DaveBP has it right here.  But what he's describing isn't a problem.  You would want that type of thermo-siphoning since it would be extracting more energy from your boiler.  It's later where the issue begins.

The boiler will cool faster than the tank because the boiler loses heat faster than the tank.  Think of the boiler as being a radiator in this case (an inefficient one, but a radiator nonetheless relative to the well-insulated tank).  At some point the water near the top of the boiler will be colder than the water at the equivalent height in the tank.  So the boiler water will be more dense (heavier) than the tank water.  It wants to sink until it reaches the same level as equivalent temp water in the tank.  But the tank water has a column of warmer water above it pushing down, so it doesn't want to be pushed upward.  

Once the water in the boiler cools enough, it will become dense enough that it can overcome the downward force of the tank column, and it will push into the tank, causing the warm water at the top of the tank to be forced into the boiler, where it will cool down and become denser, and the cycle continues.  As DaveBP says, there are a lot of variables in play, and water is a fluid, not a solid object, so the dynamics become complex very quickly.  If the boiler were higher than the tank, the problem would become a lot more acute.  

Basically, it's this thermo-siphoning that you want to eliminate, allowing the boiler to become a radiator sucking heat out of your system.  A check valve preventing hot water in your tank from flowing back into your boiler prevents that.  I doubt that the issue would be very severe in your setup with your tanks being so much taller than your boiler.  The only way to tell would be to have enough thermometers in the system to be able to monitor tank upper and lower temps along with your boiler temps.  If the temperature at the top of the idle boiler consistently is close to the temp at the top of the idle tank over a long period of time, then you probably have some siphoning going on.


----------



## DaveBP (Jan 4, 2015)

That's the primary purpose of that flapper valve in the loading units; to prevent  backward flow from the top of storage toward the boiler. I would think that if one's system uses a loading unit rather than the simpler (and vastly cheaper!) thermostatic valve/bypass loop method then another check valve might be superfluous.


----------



## Boardroom (Jan 4, 2015)

Sorry. Here is the missing attachment.

________________

■ Direction 1
Reproduce the stretch of the boiler forum thread from "DaveBP has it" through "be pushed upward.".
■ Direction 2
In the boiler forum thread, what is the primary purpose of the flapper valve in the loading units?

■ Items

________________

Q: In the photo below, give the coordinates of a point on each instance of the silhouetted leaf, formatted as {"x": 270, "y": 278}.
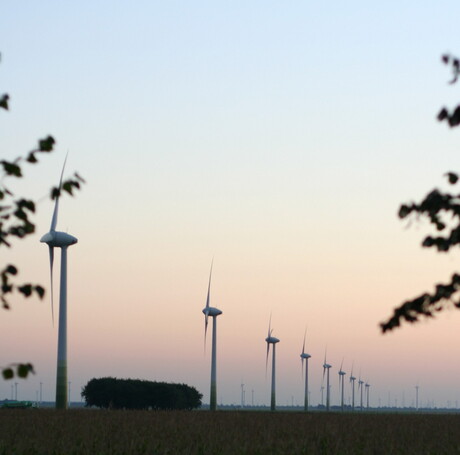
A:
{"x": 24, "y": 369}
{"x": 4, "y": 101}
{"x": 11, "y": 269}
{"x": 8, "y": 373}
{"x": 11, "y": 168}
{"x": 25, "y": 289}
{"x": 46, "y": 145}
{"x": 452, "y": 177}
{"x": 40, "y": 291}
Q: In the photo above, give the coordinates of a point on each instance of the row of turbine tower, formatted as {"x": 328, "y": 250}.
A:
{"x": 62, "y": 240}
{"x": 213, "y": 312}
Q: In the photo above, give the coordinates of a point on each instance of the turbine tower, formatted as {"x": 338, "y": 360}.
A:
{"x": 341, "y": 385}
{"x": 360, "y": 387}
{"x": 367, "y": 394}
{"x": 213, "y": 312}
{"x": 304, "y": 356}
{"x": 326, "y": 367}
{"x": 56, "y": 239}
{"x": 272, "y": 340}
{"x": 352, "y": 380}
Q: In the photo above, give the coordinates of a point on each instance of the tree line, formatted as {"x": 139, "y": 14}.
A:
{"x": 114, "y": 393}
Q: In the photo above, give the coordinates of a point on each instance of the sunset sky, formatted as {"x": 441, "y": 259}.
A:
{"x": 279, "y": 138}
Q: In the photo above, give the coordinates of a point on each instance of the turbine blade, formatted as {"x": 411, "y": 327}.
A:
{"x": 205, "y": 329}
{"x": 266, "y": 359}
{"x": 56, "y": 204}
{"x": 51, "y": 251}
{"x": 304, "y": 336}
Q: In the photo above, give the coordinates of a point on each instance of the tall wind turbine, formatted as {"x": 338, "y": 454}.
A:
{"x": 326, "y": 367}
{"x": 360, "y": 387}
{"x": 213, "y": 312}
{"x": 341, "y": 385}
{"x": 272, "y": 340}
{"x": 352, "y": 380}
{"x": 304, "y": 356}
{"x": 367, "y": 394}
{"x": 56, "y": 239}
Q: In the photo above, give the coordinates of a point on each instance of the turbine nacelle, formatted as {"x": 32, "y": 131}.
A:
{"x": 56, "y": 239}
{"x": 211, "y": 311}
{"x": 272, "y": 340}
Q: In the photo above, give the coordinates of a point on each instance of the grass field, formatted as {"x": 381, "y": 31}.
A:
{"x": 40, "y": 431}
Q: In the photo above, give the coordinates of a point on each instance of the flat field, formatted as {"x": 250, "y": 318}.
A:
{"x": 95, "y": 432}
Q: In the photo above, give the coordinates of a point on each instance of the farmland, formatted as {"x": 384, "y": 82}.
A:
{"x": 41, "y": 431}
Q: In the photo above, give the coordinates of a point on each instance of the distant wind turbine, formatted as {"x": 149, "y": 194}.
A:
{"x": 213, "y": 312}
{"x": 367, "y": 394}
{"x": 326, "y": 367}
{"x": 352, "y": 380}
{"x": 56, "y": 239}
{"x": 272, "y": 340}
{"x": 360, "y": 387}
{"x": 341, "y": 385}
{"x": 304, "y": 356}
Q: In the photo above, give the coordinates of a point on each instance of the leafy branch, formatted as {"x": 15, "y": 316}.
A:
{"x": 16, "y": 222}
{"x": 443, "y": 212}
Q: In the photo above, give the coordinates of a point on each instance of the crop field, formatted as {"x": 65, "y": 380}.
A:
{"x": 95, "y": 432}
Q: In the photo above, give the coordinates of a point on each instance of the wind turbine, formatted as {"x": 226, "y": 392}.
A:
{"x": 367, "y": 394}
{"x": 352, "y": 380}
{"x": 341, "y": 384}
{"x": 326, "y": 367}
{"x": 57, "y": 239}
{"x": 213, "y": 312}
{"x": 272, "y": 340}
{"x": 360, "y": 386}
{"x": 304, "y": 356}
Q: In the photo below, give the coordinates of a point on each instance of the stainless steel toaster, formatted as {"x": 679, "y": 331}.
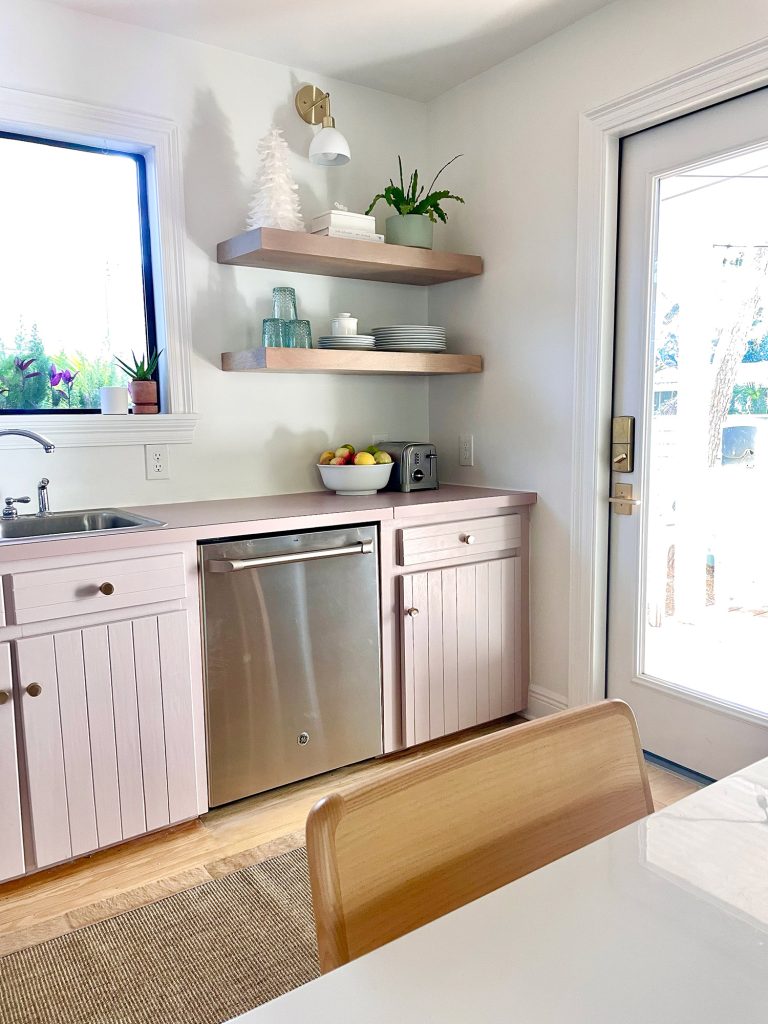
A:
{"x": 415, "y": 465}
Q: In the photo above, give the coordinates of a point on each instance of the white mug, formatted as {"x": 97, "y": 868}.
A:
{"x": 114, "y": 400}
{"x": 344, "y": 326}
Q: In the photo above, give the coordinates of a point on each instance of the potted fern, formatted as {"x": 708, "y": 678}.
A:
{"x": 417, "y": 209}
{"x": 142, "y": 387}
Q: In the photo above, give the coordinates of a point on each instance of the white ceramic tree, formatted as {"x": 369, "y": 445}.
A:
{"x": 275, "y": 200}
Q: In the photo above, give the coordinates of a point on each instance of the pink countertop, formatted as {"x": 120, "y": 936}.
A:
{"x": 385, "y": 504}
{"x": 192, "y": 521}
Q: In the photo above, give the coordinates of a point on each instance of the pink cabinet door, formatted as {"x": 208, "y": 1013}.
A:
{"x": 44, "y": 750}
{"x": 11, "y": 846}
{"x": 110, "y": 736}
{"x": 462, "y": 647}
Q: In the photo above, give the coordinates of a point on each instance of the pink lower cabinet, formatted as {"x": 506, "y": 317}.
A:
{"x": 108, "y": 733}
{"x": 463, "y": 647}
{"x": 11, "y": 846}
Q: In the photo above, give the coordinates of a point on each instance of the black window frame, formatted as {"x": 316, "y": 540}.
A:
{"x": 147, "y": 279}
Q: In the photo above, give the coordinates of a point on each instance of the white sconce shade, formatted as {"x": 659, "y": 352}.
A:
{"x": 329, "y": 147}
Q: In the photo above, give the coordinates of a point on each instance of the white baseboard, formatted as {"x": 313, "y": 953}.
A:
{"x": 543, "y": 701}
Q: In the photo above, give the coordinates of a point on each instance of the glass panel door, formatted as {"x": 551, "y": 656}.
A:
{"x": 688, "y": 586}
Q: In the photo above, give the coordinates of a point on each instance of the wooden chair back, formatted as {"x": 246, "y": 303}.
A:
{"x": 388, "y": 856}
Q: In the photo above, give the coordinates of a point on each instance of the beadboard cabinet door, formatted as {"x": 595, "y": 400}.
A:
{"x": 108, "y": 733}
{"x": 11, "y": 844}
{"x": 462, "y": 641}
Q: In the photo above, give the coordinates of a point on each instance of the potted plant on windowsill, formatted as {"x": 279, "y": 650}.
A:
{"x": 142, "y": 388}
{"x": 417, "y": 212}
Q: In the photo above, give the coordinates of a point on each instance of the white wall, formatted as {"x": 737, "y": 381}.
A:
{"x": 517, "y": 125}
{"x": 257, "y": 433}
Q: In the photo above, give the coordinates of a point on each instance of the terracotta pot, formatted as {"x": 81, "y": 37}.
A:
{"x": 144, "y": 396}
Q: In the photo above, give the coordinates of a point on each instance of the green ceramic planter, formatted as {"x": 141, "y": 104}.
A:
{"x": 411, "y": 229}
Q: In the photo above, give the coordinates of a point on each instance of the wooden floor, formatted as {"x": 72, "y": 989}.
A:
{"x": 143, "y": 870}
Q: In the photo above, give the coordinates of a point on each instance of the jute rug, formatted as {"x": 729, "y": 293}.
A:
{"x": 200, "y": 956}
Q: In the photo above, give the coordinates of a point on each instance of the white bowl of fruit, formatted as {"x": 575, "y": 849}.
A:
{"x": 350, "y": 472}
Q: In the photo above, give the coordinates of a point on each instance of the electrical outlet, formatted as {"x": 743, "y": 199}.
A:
{"x": 466, "y": 450}
{"x": 156, "y": 461}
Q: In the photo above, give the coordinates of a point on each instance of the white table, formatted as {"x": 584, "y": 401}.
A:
{"x": 665, "y": 922}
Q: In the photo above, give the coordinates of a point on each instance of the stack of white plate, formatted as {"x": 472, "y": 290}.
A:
{"x": 346, "y": 341}
{"x": 411, "y": 338}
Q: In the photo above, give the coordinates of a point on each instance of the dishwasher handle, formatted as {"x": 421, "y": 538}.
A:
{"x": 235, "y": 564}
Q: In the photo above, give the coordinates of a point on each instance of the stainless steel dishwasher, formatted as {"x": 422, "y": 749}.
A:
{"x": 293, "y": 662}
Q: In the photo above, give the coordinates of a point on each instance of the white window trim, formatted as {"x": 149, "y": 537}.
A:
{"x": 157, "y": 139}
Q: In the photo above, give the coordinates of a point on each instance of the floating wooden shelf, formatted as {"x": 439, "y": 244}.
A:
{"x": 316, "y": 360}
{"x": 298, "y": 252}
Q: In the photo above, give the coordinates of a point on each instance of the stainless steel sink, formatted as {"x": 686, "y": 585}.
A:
{"x": 66, "y": 523}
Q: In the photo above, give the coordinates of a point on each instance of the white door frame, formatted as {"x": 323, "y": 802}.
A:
{"x": 600, "y": 130}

________________

■ Exercise response 1
DaveBP has it right here.  But what he's describing isn't a problem.  You would want that type of thermo-siphoning since it would be extracting more energy from your boiler.  It's later where the issue begins.

The boiler will cool faster than the tank because the boiler loses heat faster than the tank.  Think of the boiler as being a radiator in this case (an inefficient one, but a radiator nonetheless relative to the well-insulated tank).  At some point the water near the top of the boiler will be colder than the water at the equivalent height in the tank.  So the boiler water will be more dense (heavier) than the tank water.  It wants to sink until it reaches the same level as equivalent temp water in the tank.  But the tank water has a column of warmer water above it pushing down, so it doesn't want to be pushed upward.

■ Exercise response 2
To prevent backward flow from the top of storage toward the boiler.